Opinion
No. 3:19-cv-2664-E-BN
11-14-2019
FINDINGS , CONCLUSIONS, AND RECOMMENDATION OF THE UNITED STATES MAGISTRATE JUDGE
Plaintiff Reginald Eugene Hall, a Texas prisoner, has filed a pro se civil rights action, seeking monetary damages, claiming that the two defendants, employed by the Texas Department of Criminal Justice's Parole Division, retaliated against him by revoking his parole after Hall exercised his Constitutional right to petition the courts. See Dkt. No. 3. His action has been referred to the undersigned United States magistrate judge for pretrial management under 28 U.S.C. § 636(b) and a standing order of reference from United States District Judge Ada Brown.
The Court has granted Hall leave to proceed in forma pauperis under the Prison Litigation Reform Act.
And the undersigned enters these findings of fact, conclusions of law, and recommendation that the Court should dismiss this action "with prejudice to [the claims raised in the complaint] being asserted again until the Heck [v. Humphrey, 512 U.S. 477 (1994)] conditions are met." Johnson v. McElveen, 101 F.3d 423, 424 (5th Cir. 1996) (per curiam).

Job: Resume the magistrate judge's findings on Hall's parole-retaliation suit, picking up after the sentence ending "(5th Cir. 1996) (per curiam)."

Given information:

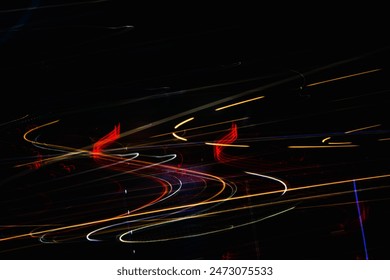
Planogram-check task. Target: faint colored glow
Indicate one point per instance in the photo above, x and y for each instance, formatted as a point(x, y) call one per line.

Answer to this exercise:
The Court may not consider Hall's civil rights claims at this time, as those claims are based on "factual allegations [that] are necessarily inconsistent with the validity of [a] conviction" that Hall fails to show has been reversed on direct appeal, expunged by executive order, or otherwise declared invalid by a state tribunal or federal court should be dismissed as frivolous. McCann v. Neilsen, 466 F.3d 619, 621 (7th Cir. 2006) (cited in Bush v. Strain, 513 F.3d 492, 498 n.14 (5th Cir. 2008)); see Heck, 512 U.S. at 486-87; Hamilton v. Lyons, 74 F.3d 99, 102 (5th Cir. 1996) ("A § 1983 claim which falls under the rule in Heck is legally frivolous unless the conviction or sentence at issue has been reversed, expunged, invalidated, or otherwise called into question." (citation omitted)).
"The Heck court held that a civil tort action, including an action under section 1983, is not an appropriate vehicle for challenging the validity of outstanding criminal judgments." DeLeon v. City of Corpus Christi, 488 F.3d 649, 652 (5th Cir. 2007) (citing Heck, 512 U.S. at 486); see id. at 654 (in this circuit, "Heck stands first for 'the hoary principle that civil tort actions are not appropriate vehicles for challenging the validity of outstanding criminal judgments'" (quoting Heck, 512 U.S. at 486)).
[And] the rule set forth in Heck applies to a challenge to the validity of confinement resulting from a parole-revocation hearing. McGrew v. Texas Bd. of Pardons & Paroles, 47 F.3d 158, 161 (5th Cir.1995).Johnson v. Murray, 420 F. App'x 327, 328 (5th Cir. 2011) (per curiam).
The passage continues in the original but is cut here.